**WHAT TO PRODUCE:** Repeat the lines below word for word, from the line containing "Q: For every instance of the reddish" through the line containing "[(509, 352)]", with both of those lines included.

**INPUT MATERIAL:**
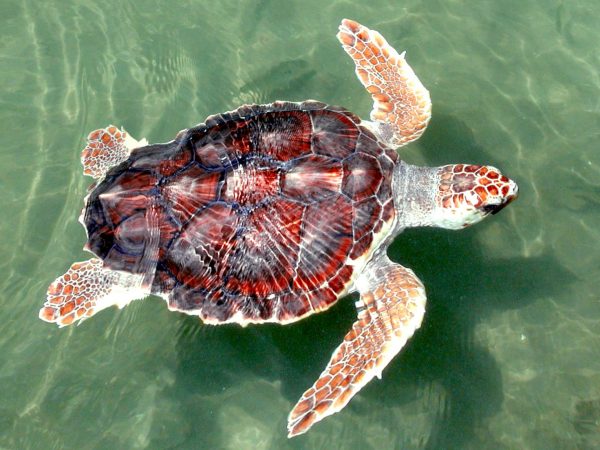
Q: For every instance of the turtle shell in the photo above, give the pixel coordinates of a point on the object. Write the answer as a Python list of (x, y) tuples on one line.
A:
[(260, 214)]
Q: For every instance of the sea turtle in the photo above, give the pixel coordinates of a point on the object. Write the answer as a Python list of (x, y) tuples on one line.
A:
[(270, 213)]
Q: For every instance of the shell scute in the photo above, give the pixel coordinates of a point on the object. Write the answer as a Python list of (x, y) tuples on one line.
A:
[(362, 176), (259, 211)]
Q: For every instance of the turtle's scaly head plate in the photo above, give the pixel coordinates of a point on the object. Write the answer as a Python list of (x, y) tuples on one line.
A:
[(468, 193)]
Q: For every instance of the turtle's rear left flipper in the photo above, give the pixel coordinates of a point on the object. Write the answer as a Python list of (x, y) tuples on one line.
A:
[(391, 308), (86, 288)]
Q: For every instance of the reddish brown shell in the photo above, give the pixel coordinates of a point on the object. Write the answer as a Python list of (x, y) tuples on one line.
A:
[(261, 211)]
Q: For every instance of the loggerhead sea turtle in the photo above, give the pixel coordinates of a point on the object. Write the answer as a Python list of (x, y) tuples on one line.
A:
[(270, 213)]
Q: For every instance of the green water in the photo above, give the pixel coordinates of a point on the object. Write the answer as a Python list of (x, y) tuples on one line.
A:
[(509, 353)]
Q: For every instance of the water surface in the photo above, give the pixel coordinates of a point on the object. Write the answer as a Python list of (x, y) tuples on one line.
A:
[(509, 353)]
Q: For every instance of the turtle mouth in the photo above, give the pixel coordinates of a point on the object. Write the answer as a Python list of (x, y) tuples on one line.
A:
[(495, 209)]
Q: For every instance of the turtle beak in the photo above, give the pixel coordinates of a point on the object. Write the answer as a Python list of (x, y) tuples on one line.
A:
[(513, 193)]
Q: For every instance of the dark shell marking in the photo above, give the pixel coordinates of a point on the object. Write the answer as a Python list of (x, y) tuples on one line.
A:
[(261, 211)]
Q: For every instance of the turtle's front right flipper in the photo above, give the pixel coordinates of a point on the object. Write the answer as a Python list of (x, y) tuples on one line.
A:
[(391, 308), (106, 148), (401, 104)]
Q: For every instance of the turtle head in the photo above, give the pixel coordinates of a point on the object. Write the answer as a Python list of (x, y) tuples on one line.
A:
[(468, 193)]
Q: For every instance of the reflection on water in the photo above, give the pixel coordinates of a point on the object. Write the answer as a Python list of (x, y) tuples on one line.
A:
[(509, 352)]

...

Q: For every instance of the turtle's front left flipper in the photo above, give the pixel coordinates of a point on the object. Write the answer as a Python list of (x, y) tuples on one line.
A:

* * *

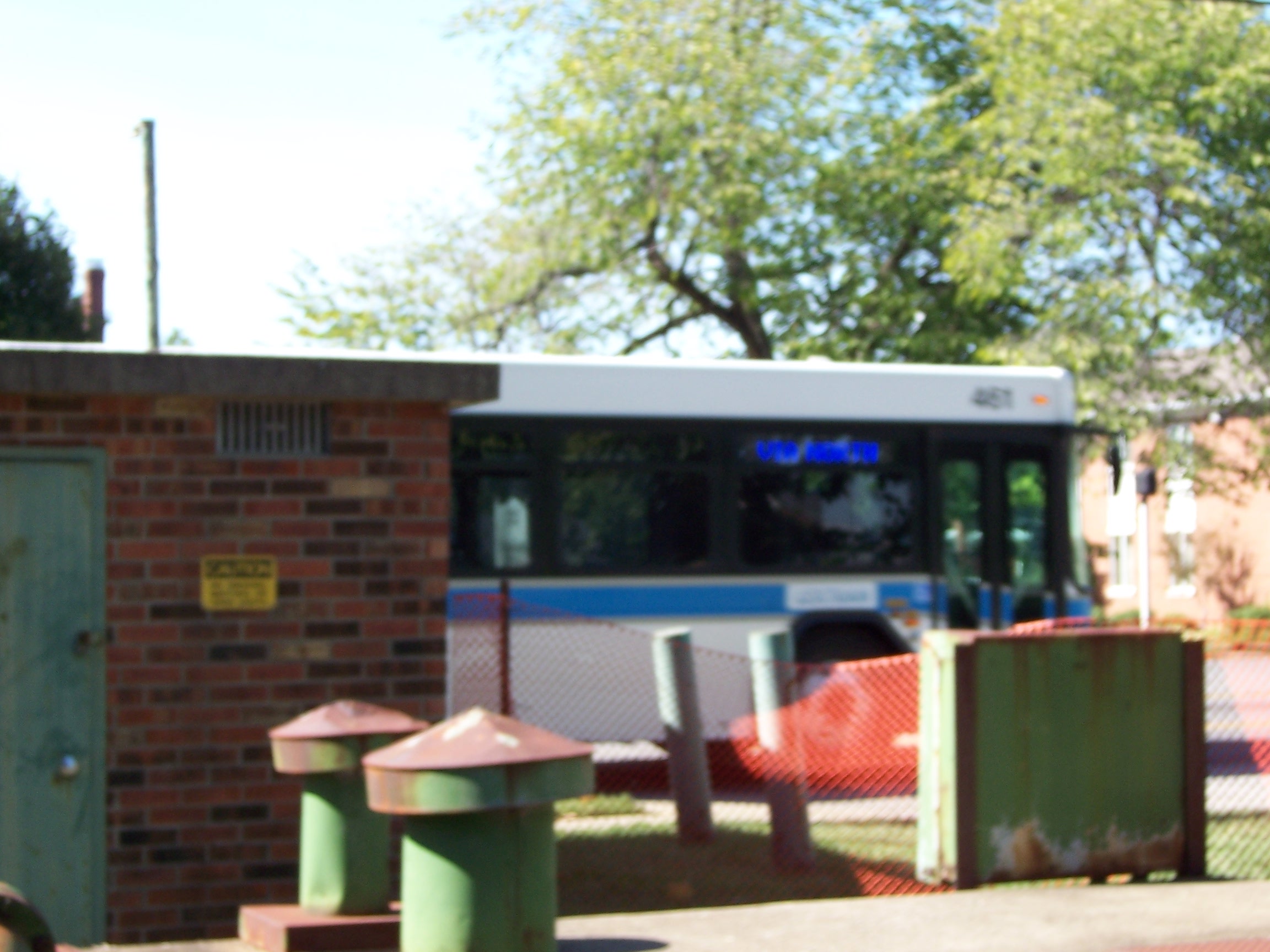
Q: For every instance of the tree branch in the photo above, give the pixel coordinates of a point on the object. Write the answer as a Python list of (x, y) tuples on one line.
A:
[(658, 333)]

**RESPONSE FOR THIS EXERCISE:**
Q: For every instance of the reddish brown shell in the photo above, give the pixel coordinates of a point on the object. Write the answer as a Python list of (x, y) tuples on one line.
A:
[(261, 211)]
Q: For every instance of the loggerhead sea turtle in the photo above, give the pixel coordinates of a point on the object. Write the answer as a Python list of (x, y) tuples on one line.
A:
[(270, 213)]
Q: For every instance of the green water in the photo above, give the pixel coordinates of a point on the object. Write the answer as a Python list of (x, y) tuples on one line.
A:
[(509, 353)]
Q: For every instance of the water surface in the photo above, give the pixel coordinates of a point on the object. Write the answer as a Python list of (x, y) tuples on one line.
A:
[(509, 353)]
Q: For every instance of the turtle mouth in the photo above, give the pixel coordinates of a point on the object. Write the answer as a Python list of (x, y) tuples on one line.
A:
[(495, 209)]
Q: For every instance of the turtle beak in the photo above, give the pixel coordinates of a point on the object. Write the answer as a Python list of (x, y) tuples on one line.
A:
[(513, 193)]
Q: For every instance of the dark shell marking in the photo above, give the pixel coordinates of a point on the object. Write the answer as a Python list of (x, y) tuples on one line.
A:
[(261, 211)]
Q: For every instance of the turtle's front right flipper in the photo above, give the pixel coordinates of a point on the object. Write the answer as a Python list of (x, y) tuples on one line.
A:
[(391, 308), (106, 148), (401, 104)]
Q: For every instance of the turtle head in the photo above, give the pixel coordinates of a point on the object. Write the answer as a Python list of (x, y) tuples on one line.
A:
[(468, 193)]
Q: For every instance of the reflection on water in the photo above, give the pixel coordinates of a point on the object. Write the answer as a Python list of (x, y) tuples on one line.
A:
[(509, 352)]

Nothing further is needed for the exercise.